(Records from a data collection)
————————
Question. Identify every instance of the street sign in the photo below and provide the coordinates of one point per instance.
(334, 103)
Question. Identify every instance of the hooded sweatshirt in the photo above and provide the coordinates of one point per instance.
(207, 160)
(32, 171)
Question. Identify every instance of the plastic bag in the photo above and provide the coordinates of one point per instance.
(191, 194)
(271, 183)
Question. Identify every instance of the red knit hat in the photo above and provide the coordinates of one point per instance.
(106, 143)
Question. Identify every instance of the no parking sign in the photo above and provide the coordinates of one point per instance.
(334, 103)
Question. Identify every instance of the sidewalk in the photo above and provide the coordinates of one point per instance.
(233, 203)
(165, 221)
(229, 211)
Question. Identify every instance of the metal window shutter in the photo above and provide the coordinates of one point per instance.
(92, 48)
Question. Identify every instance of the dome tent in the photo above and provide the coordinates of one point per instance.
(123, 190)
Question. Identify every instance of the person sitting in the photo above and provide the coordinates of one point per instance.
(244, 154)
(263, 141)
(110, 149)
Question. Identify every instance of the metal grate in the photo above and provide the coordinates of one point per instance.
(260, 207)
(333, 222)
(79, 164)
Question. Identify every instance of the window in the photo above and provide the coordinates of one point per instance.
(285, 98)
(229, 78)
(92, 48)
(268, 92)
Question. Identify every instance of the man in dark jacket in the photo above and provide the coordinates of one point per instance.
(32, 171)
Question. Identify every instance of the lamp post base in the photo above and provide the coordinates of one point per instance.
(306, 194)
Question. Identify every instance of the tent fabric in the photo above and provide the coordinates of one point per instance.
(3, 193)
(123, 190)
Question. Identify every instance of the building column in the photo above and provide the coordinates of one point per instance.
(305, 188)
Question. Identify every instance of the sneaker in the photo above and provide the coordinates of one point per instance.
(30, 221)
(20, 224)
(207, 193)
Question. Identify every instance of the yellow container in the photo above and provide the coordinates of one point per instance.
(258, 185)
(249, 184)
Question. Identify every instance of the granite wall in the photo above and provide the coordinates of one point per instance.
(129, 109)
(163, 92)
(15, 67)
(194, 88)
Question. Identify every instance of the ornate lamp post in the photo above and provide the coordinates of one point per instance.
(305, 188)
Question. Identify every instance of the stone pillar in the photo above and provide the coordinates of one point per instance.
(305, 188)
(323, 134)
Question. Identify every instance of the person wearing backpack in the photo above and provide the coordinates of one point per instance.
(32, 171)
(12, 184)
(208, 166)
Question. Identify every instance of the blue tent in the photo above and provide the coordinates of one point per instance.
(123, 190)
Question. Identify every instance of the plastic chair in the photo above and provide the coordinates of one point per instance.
————————
What the task asks: A complete and exact repetition of the entries is required.

Reply to the task:
Question. Identify every instance of the street sign in the photo below and provide the coordinates of one point per instance.
(334, 103)
Question. Identify every instance of the hooded sweatshirt in the photo above and provide the coordinates of one point per instance.
(207, 160)
(32, 171)
Question. Identify every instance of the plastic bag in the photo above and provide the coordinates of one point per instance.
(191, 194)
(271, 183)
Question. Identify every instance of the red knit hat in the photo above and provide the coordinates of one point per instance.
(106, 143)
Question. Identify every instance of the no parking sign in the photo above and provide the coordinates of one point per instance.
(334, 103)
Question. Identify every instance of the sidewalk in the photo above and provide the coordinates of one point per instance.
(233, 203)
(165, 221)
(229, 211)
Question. Identify every instance of the metal window shutter in the photo above and provide the coordinates of one point per instance.
(92, 48)
Question. Identify every instance of the dome tent in the photo above and provide the coordinates of one point per instance.
(123, 190)
Question. Identify every instance of the person sitting in the photo above and provide the coordinates of one point per instance.
(244, 154)
(263, 141)
(110, 149)
Question. Identify every instance of the metal grate in the photo above and provide the coordinates of one point per instance.
(260, 207)
(333, 222)
(79, 164)
Question. Identify every instance of the window in the photo above and provide the coordinates of one point per instance.
(285, 98)
(229, 78)
(92, 48)
(268, 92)
Question. Identify every instance of the man in dark jacket in the photo above and provide the coordinates of one point per instance.
(32, 171)
Question. Identify every instance of the lamp post base in the photo above and provide the coordinates of one point per instance.
(306, 194)
Question. Identify every instance of the tent fabric in the photo above and provide the coordinates of one point per instance.
(3, 193)
(123, 190)
Question. Identify every instance of the building column in the photo above and provide the coordinates of one point per instance.
(305, 188)
Question. Identify every instance of the sneaker in the photo above and provide the coordinates of one point per instance.
(30, 221)
(20, 224)
(207, 193)
Question. Identify every instance of the yellow container in the photo above and provide the coordinates of one point per instance.
(258, 185)
(249, 184)
Question. Identify every instance of the granite wall in the photo above and provide the coordinates of one point per instance.
(129, 109)
(163, 92)
(15, 67)
(194, 88)
Question. Identify every instance of the ornate lamp post in the photo above and provide the coordinates of one point per instance.
(305, 188)
Question. Identify every instance of the stone pillar in the photo above and provide the coordinates of one point per instance.
(305, 188)
(323, 134)
Question. Identify every instance of the person wearing backpack in the photo above and provide the coordinates of one point per instance.
(32, 171)
(12, 184)
(208, 166)
Question. Identify every instance of the blue tent in the photo above and provide the coordinates of one point per instance.
(123, 190)
Question. Identify every instance of the plastic chair in the photo above and provide the coordinates of one point per instance.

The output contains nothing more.